- **WHAT YOU ARE ASKED TO DO**:
Please rewrite all of the material below with every "Keep to a single point per instance" changed to "Use exactly one point per instance" and everything else left as it is. Leave the pictures out.

- **MATERIAL PROVIDED**:
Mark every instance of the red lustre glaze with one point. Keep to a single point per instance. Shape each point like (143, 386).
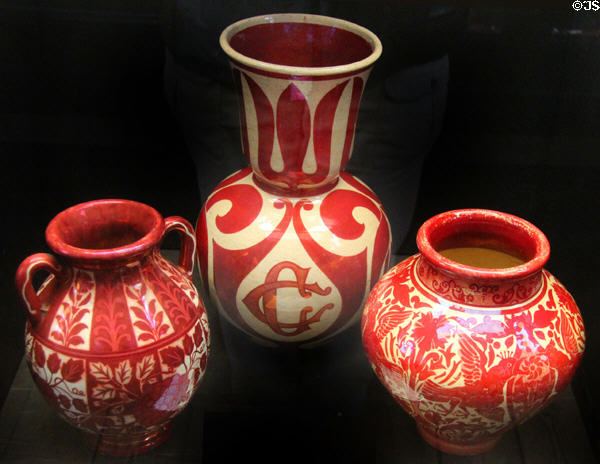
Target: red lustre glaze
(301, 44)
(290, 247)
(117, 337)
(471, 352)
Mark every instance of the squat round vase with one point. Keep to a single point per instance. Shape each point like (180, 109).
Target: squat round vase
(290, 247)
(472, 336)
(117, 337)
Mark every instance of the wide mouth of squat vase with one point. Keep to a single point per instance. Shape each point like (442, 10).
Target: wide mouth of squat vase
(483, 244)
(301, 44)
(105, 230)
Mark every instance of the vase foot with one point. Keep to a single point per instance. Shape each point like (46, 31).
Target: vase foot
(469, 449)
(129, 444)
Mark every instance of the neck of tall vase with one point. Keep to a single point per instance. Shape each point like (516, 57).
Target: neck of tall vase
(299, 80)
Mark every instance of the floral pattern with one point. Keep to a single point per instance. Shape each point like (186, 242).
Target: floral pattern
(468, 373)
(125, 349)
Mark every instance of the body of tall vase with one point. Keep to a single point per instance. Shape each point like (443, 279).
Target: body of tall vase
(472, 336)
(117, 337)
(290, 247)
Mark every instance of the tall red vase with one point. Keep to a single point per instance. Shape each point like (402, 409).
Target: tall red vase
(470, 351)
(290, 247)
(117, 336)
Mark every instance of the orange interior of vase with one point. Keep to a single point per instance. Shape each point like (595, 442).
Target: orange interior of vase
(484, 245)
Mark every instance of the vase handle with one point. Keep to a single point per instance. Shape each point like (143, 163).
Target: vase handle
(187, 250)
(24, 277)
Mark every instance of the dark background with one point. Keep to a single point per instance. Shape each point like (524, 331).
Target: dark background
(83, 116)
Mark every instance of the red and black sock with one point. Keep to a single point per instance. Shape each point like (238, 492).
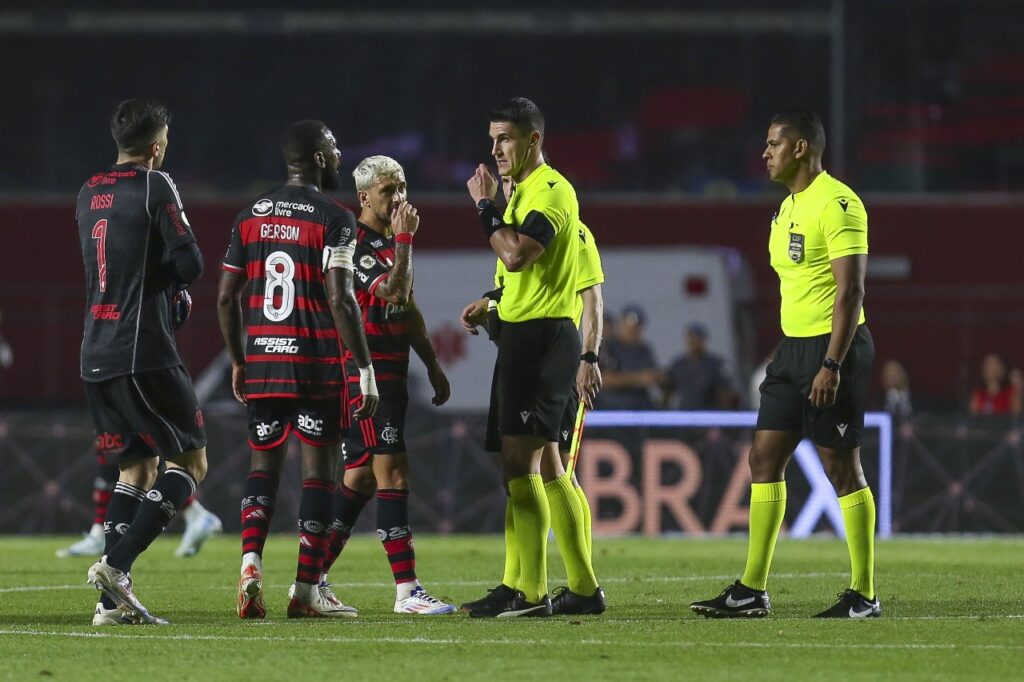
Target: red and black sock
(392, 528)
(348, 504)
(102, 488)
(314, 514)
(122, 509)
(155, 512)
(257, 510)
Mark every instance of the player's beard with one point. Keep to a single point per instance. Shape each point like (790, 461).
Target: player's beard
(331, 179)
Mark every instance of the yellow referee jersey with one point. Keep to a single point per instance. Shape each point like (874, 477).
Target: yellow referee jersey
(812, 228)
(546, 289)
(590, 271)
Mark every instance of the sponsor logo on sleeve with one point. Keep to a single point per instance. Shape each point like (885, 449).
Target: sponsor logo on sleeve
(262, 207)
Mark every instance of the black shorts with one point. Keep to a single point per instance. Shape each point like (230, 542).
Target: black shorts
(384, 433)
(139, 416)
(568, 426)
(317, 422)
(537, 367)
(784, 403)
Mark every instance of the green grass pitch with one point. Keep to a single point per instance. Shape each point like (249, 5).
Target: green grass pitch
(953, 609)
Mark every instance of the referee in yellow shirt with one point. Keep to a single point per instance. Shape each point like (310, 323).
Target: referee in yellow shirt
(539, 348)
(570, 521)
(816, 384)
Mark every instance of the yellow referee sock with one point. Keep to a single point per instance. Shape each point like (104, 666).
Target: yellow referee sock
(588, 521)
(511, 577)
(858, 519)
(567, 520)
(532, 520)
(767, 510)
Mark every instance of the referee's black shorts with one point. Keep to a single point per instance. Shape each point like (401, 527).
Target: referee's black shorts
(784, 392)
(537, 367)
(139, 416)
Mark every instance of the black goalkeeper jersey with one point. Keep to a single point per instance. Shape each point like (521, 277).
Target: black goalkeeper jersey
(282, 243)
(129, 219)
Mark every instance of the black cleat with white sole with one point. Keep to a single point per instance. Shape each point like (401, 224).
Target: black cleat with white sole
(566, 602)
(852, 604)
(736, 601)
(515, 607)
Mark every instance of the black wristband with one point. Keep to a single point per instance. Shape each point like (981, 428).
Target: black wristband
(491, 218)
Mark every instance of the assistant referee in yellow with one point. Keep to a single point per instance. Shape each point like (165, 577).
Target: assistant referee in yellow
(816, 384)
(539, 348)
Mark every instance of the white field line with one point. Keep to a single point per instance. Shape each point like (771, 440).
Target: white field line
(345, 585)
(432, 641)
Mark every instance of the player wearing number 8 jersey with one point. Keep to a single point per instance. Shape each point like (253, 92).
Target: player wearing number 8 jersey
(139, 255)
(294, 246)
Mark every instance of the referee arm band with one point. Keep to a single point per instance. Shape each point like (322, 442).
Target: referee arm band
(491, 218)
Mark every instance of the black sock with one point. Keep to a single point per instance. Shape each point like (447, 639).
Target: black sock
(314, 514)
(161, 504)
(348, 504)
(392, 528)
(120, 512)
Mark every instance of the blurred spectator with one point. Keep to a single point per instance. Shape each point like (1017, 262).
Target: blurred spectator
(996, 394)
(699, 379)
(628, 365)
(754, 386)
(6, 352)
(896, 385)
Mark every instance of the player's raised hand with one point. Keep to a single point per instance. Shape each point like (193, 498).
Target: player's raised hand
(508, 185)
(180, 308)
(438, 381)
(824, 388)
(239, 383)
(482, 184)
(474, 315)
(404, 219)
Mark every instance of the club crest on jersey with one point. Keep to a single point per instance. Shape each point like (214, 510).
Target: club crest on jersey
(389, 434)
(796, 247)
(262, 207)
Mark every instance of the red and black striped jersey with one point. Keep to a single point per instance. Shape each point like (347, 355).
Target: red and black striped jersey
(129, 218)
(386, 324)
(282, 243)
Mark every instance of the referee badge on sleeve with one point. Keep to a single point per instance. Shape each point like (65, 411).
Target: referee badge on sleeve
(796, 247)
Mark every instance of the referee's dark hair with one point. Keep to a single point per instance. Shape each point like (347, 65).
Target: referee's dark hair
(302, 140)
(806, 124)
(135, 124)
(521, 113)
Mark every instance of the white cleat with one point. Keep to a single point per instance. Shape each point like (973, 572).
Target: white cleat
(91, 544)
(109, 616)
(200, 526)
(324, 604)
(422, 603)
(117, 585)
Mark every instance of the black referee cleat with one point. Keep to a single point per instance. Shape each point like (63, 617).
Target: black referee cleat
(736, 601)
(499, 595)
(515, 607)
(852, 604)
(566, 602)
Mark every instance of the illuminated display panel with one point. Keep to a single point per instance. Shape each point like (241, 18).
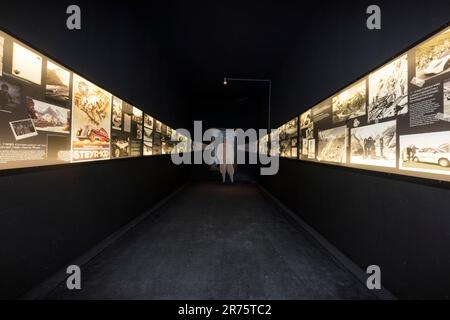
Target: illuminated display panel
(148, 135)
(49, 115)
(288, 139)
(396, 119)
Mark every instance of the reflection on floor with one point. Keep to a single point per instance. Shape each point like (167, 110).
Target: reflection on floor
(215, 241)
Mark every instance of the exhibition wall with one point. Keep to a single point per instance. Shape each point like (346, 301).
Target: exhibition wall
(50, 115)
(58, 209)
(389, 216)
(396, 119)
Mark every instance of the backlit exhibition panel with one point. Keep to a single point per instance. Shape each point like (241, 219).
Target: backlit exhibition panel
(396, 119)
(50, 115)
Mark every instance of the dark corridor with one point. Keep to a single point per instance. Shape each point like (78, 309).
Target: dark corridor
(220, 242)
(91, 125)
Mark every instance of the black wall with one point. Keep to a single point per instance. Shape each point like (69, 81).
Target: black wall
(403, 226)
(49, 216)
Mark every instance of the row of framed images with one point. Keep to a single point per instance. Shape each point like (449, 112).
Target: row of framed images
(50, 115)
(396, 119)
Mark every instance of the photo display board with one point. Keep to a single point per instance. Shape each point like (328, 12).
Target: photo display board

- **EXERCISE OUTPUT**:
Mark every instance of the red lustre glaze with one point. Use exactly one point per instance. Shape each point like (143, 386).
Target: red lustre glaze
(301, 44)
(290, 247)
(117, 337)
(471, 352)
Mark every instance of the squat round vase with one point. Use exactly one point per instance. Shape each point like (180, 109).
Target: squat round vase
(290, 247)
(472, 336)
(117, 337)
Mark every instance of the wide mouth of squat vase with one point. Use exactly one point per instance. Shape each point like (442, 10).
Target: wide mouth of squat vase
(483, 244)
(301, 44)
(105, 230)
Mark every instance of the vase foot with one point. Use exactly one point per instance. Shape each point like (46, 31).
Target: vase foot
(469, 449)
(129, 444)
Mark every instance of the neck of tall vase with one point. Use exactly one point per instance. Shape each point like (516, 57).
Target: neck of tall vase
(299, 80)
Mark every instance of the floral pattern with one point. Use exactly one point per instance. Shape each point like (186, 242).
Target: floral pattern
(468, 373)
(125, 349)
Mark every instance of the body of tall vase with one point. Use exactly one point per instance. Shape each point like (443, 279).
Target: body of tall vase
(472, 336)
(117, 337)
(290, 247)
Mark every instance of the tall red vase with one point. Use exactly one point per instance. Shape each point like (402, 409).
Target: tall red vase
(470, 351)
(290, 247)
(117, 336)
Mark every instance of the orange interior of vase with one point. Use exactly one point per instance. Shape each point like (595, 442).
Target: orange interior of vase
(484, 245)
Mark every instance of the vase handle with one point. Use exactly one point per instance. Shape each point like (143, 163).
Target: vase handle
(187, 250)
(24, 277)
Mark every instance of the dark background with one point. Use exactly one point per instance. Shape each point like (524, 331).
Target: dark background
(83, 116)
Mark every instance of the red and black sock with one point. Use exactly one point per instance. Shape each point like (238, 492).
Target: red and black sock
(392, 528)
(348, 504)
(102, 488)
(314, 514)
(122, 509)
(155, 512)
(257, 510)
Mark every instance of the player's beard with one point. Use exactly one point per instance. Shape each point like (790, 461).
Target: player's beard
(331, 179)
Mark every instance of the yellow referee jersey with one point. Use exactly one point per instance. Shape each point like (874, 477).
Target: yellow referee jersey
(812, 228)
(546, 289)
(590, 271)
Mark every instance of the sponsor logo on sleeve with one point. Use exactly one point per instance. Shape each point like (885, 449).
Target: sponsor logo on sleeve
(262, 207)
Mark every instance of the black shorts with one point. Use exactly one point per instance. Shape each point like (230, 542).
Target: black shorts
(384, 433)
(139, 416)
(568, 426)
(317, 422)
(537, 367)
(784, 403)
Mark every instance of the green grass pitch with one point. Use exactly one point per instance. Shape each point like (249, 5).
Target: green grass pitch
(953, 609)
Mark every instance of the referee in yellow shirt with one point. Use exactly one point per instance. Shape each point like (310, 323).
Target: referee in yellow shirt
(539, 348)
(570, 521)
(816, 384)
Mark every instance of the yellow referee sock with one point. Use exactly one point per instance. Shape each point like (104, 666).
Target: yellow referee sock
(588, 521)
(511, 577)
(858, 519)
(567, 520)
(532, 520)
(767, 510)
Mark every instance of the referee's black shorts with one point. Use exactly one point per instance. Shape each point like (401, 527).
Target: referee's black shorts
(784, 392)
(537, 367)
(139, 416)
Mark every instance of the black goalkeeper jersey with one point. Use exactly one point per instance. Shape each point like (521, 277).
Target: black goalkeeper jersey
(282, 243)
(129, 219)
Mark every instance of the black cleat with white sole with one point. Use exactly one point per instance. Shape each point like (401, 224).
Target: black cleat with white sole
(566, 602)
(852, 604)
(736, 601)
(515, 607)
Mark every instance of the black wristband with one point. Use exactly one point per instance. Shape each point like (981, 428).
Target: black wristband
(491, 218)
Mark every instance of the assistant referee in yellow with one point. Use exactly one point per instance. Shape each point like (165, 577).
Target: assistant referee in yellow
(816, 384)
(539, 348)
Mark every instance of the white field line with one point. Use exactly one point per instance. Shape each point like (771, 440).
Target: white field line
(345, 585)
(432, 641)
Mark every instance of the player wearing number 8 jersey with one point. Use exactly one point per instance. Shape each point like (253, 92).
Target: player wearing number 8 jersey
(139, 255)
(294, 246)
Mark every instance of the referee arm band with one point. Use exactly one point per instance. Shape each point like (322, 442).
Target: referee arm band
(491, 218)
Mark every instance of the black sock with one point. Use exactly one point per instance. Shape each point like (447, 639).
Target: black sock
(314, 514)
(161, 504)
(348, 504)
(392, 528)
(120, 512)
Mark every instance of the blurred spectator with one point. Use exactly one point per instance. Shape each point like (1017, 262).
Target: blurred spectator
(996, 394)
(699, 379)
(628, 365)
(754, 386)
(6, 352)
(896, 385)
Mark every instance of the player's raised hand with one point. Use exactly one point per instance. Shape each point like (193, 498).
Target: player's raised hand
(508, 185)
(180, 308)
(438, 381)
(824, 388)
(239, 383)
(482, 184)
(474, 315)
(404, 219)
Mark every instance of the club crest on jersey with one point. Use exactly one point per instance. Shape each point like (214, 510).
Target: club crest on jersey
(389, 434)
(796, 247)
(262, 207)
Mark every instance of the red and black striped jersey with one point. Use exactly one point per instance. Shape each point like (347, 355).
Target: red and black striped jersey
(129, 218)
(386, 324)
(282, 243)
Mark every instance of the referee badge on sleeve with one point. Use exactly one point per instance. Shape each point like (65, 411).
Target: referee badge on sleeve
(796, 247)
Mark every instance of the referee's dark hair with one point. Use exactly one point per instance. Shape each point like (347, 65).
Target: referee's dark hair
(302, 140)
(806, 124)
(135, 124)
(521, 113)
Mark every instance of the white cleat with one point. Use exactly one point per instance. Shape each point like (973, 572).
Target: white cleat
(91, 544)
(109, 616)
(200, 526)
(324, 604)
(422, 603)
(117, 585)
Mark every instance of the black referee cleat with one point. Use exactly one point per instance. Shape each point like (63, 617).
Target: black referee cleat
(736, 601)
(499, 595)
(515, 607)
(852, 604)
(566, 602)
Mark every instance of the illuminated display panel with one point. Use exactly one point per instance. Shape each point like (241, 18).
Target: illuminated display panel
(148, 135)
(49, 115)
(288, 139)
(396, 119)
Mark every instance of the reflection on floor with one point. Use exactly one point per instance. Shape each point like (167, 110).
Target: reflection on floor
(215, 241)
Mark every instance of the exhibition wall with one point. Use exactly one point per instance. Shape each point like (346, 301).
Target: exhibition wall
(50, 115)
(58, 209)
(389, 216)
(396, 119)
Mark every instance of the backlit exhibition panel with one point. Use exactly one point per instance. Shape each point like (241, 219).
Target: backlit exhibition panel
(396, 119)
(50, 115)
Mark every instance of the dark corridor with one point. Use exactly one point per instance. Shape each point like (78, 309).
Target: dark corridor
(220, 242)
(91, 125)
Mark every instance of the black wall with one point. Use exactly one point per instance. Shape each point like (69, 81).
Target: black wall
(403, 226)
(49, 216)
Mark every instance of the row of framed images with one point. Use exactly one point per instance. Shape each point like (449, 112).
Target: row of framed images
(50, 115)
(396, 119)
Mark every instance of the photo display board with one point. Use exactly one point per instance. Shape each point like (328, 12).
Target: photo display board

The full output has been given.